EXERCISE GOAL:
Copy out every one of the records below in full, requests included, and add 58 to each number in the answer coordinates.
--------------------------------------------------
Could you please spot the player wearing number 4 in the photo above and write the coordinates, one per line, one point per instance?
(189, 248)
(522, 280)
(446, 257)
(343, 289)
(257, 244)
--------------------------------------------------
REPLY:
Could you please spot the player wearing number 4 in the photo above and write the coordinates, one per line, one point per instance?
(247, 306)
(580, 338)
(504, 315)
(401, 347)
(315, 302)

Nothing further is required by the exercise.